YOUR TASK:
Transcribe the records in their entirety, exactly as given.

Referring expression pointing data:
+++

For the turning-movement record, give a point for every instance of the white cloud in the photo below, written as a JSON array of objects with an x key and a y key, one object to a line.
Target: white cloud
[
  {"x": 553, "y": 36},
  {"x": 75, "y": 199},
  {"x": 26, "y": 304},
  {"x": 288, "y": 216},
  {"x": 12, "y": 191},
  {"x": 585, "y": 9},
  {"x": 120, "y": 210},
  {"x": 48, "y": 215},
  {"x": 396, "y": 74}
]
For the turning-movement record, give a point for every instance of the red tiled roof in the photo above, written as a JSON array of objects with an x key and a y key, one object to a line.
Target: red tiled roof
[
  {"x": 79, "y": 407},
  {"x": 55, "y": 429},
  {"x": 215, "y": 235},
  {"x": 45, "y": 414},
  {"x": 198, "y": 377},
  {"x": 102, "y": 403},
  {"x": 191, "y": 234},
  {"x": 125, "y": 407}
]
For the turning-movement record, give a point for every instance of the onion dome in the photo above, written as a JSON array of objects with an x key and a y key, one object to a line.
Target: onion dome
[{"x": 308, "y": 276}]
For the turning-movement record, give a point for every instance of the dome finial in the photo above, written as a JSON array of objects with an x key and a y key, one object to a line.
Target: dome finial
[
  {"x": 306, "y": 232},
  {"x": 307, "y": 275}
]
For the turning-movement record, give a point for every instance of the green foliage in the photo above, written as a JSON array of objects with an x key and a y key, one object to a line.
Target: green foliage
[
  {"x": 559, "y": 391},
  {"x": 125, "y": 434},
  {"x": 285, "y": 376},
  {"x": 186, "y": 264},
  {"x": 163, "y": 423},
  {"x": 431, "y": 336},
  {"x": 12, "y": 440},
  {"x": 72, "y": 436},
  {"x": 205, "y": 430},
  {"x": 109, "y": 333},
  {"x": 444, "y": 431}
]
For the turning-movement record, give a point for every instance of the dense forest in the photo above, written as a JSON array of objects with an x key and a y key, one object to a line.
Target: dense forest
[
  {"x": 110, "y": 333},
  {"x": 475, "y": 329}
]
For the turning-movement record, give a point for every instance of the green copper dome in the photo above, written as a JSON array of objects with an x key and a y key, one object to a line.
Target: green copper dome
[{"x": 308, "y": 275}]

+++

EXPECTED ANSWER:
For the turning-movement record, give a point for every instance of the white cloud in the photo below, written as a JSON array of objects with an x key and a y key, one object to a line.
Target: white cloud
[
  {"x": 553, "y": 36},
  {"x": 75, "y": 199},
  {"x": 26, "y": 304},
  {"x": 288, "y": 216},
  {"x": 12, "y": 191},
  {"x": 585, "y": 9},
  {"x": 120, "y": 210},
  {"x": 48, "y": 215},
  {"x": 396, "y": 74}
]
For the turning-movement record, give a point for every instance of the red tiled roof in the photo above, written as a JSON array of objects with an x key and a y key, one object to a line.
Target: red tiled roof
[
  {"x": 79, "y": 407},
  {"x": 55, "y": 429},
  {"x": 215, "y": 235},
  {"x": 45, "y": 414},
  {"x": 198, "y": 377},
  {"x": 102, "y": 403},
  {"x": 191, "y": 234},
  {"x": 125, "y": 407}
]
For the turning-movement record, give a point for every instance of the onion dome in the photo above, written as a JSON array of objects with an x key and a y key, one object to a line.
Target: onion dome
[{"x": 308, "y": 276}]
For the turning-movement record, give a point for every instance of the dome finial in the photo above, written as a JSON array of objects with an x key and a y key, one object to a line.
Target: dome finial
[
  {"x": 306, "y": 232},
  {"x": 307, "y": 275}
]
For the turning-movement record, give a point for every instance of the green foliage in the photo above, written as a JSON array of objects with an x key and a y key, one object to a line.
Target: green foliage
[
  {"x": 559, "y": 391},
  {"x": 125, "y": 434},
  {"x": 285, "y": 376},
  {"x": 186, "y": 264},
  {"x": 163, "y": 423},
  {"x": 431, "y": 336},
  {"x": 12, "y": 440},
  {"x": 72, "y": 436},
  {"x": 205, "y": 430},
  {"x": 109, "y": 333},
  {"x": 444, "y": 431}
]
For the turning-movement record, give a point for every instance of the dense forest in the photo above, written as a JSON array of objects with an x key and a y key, one object to a line.
Target: dense forest
[
  {"x": 110, "y": 333},
  {"x": 475, "y": 329}
]
For the turning-movement record, give a point for every instance of the green copper dome in the photo above, written as a JSON array of objects with an x key and a y key, one object to a line.
Target: green copper dome
[{"x": 308, "y": 275}]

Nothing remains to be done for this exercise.